--- Begin Given entries ---
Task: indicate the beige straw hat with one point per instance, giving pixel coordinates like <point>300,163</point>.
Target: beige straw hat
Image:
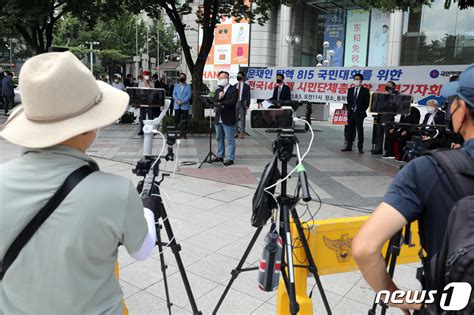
<point>60,100</point>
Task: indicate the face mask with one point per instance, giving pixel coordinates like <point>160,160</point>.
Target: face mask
<point>223,82</point>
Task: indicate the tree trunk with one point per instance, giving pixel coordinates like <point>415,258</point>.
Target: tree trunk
<point>198,107</point>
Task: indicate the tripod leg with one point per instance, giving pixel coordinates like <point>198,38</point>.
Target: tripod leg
<point>235,272</point>
<point>294,307</point>
<point>163,265</point>
<point>312,265</point>
<point>175,248</point>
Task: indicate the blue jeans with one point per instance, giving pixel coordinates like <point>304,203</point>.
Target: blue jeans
<point>226,131</point>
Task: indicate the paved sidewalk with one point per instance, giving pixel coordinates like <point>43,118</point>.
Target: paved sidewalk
<point>211,220</point>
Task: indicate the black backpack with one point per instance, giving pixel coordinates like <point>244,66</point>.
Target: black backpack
<point>455,260</point>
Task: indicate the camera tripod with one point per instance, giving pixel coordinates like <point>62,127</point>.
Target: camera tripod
<point>283,147</point>
<point>143,168</point>
<point>210,154</point>
<point>393,251</point>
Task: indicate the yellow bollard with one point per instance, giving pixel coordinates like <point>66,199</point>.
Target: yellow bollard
<point>330,242</point>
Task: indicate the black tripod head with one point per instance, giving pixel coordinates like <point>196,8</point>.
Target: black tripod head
--- End Given entries ---
__Task directions__: Rewrite the listing above with every "indicate" switched to "mark" and nothing else altered, leaving out the pictures.

__Written response__:
Task: mark the beige straw hat with one point per instance, giving pixel coordinates like <point>300,163</point>.
Target: beige straw hat
Image:
<point>60,100</point>
Task: mark the face mask with one point per instance, giving pixel coordinates like <point>160,160</point>.
Target: face mask
<point>223,82</point>
Task: mark the tree trunk with one point per instance, giving pixel coordinates like <point>415,258</point>.
Target: tree trunk
<point>198,107</point>
Task: mark the tripod leg with one point per instance, giving pixel coordinates like <point>198,38</point>.
Target: tripod leg
<point>235,272</point>
<point>294,307</point>
<point>163,265</point>
<point>312,265</point>
<point>175,248</point>
Task: mark the blue jeans with one point per instance, giving pixel coordinates like <point>304,203</point>.
Target: blue jeans
<point>226,131</point>
Task: mark the paved sidewalk with one point per instance, giving pixel coordinates like <point>43,118</point>.
Target: paved sidewalk
<point>211,220</point>
Task: mark the black backpack with one point per instance, giving pixel coordinates like <point>244,66</point>.
Target: black backpack
<point>455,260</point>
Task: mark the camera tripod with one point per instance, giving pixel coordinates like <point>62,127</point>.
Target: camera tripod
<point>283,147</point>
<point>143,168</point>
<point>210,154</point>
<point>393,251</point>
Task: mark the yellow bollard with one point per instance, giving pixel coordinates like <point>66,199</point>.
Target: yellow bollard
<point>330,242</point>
Task: mark the black tripod head with one point per instance, giving pixel coordinates like <point>196,8</point>.
Target: black tripod head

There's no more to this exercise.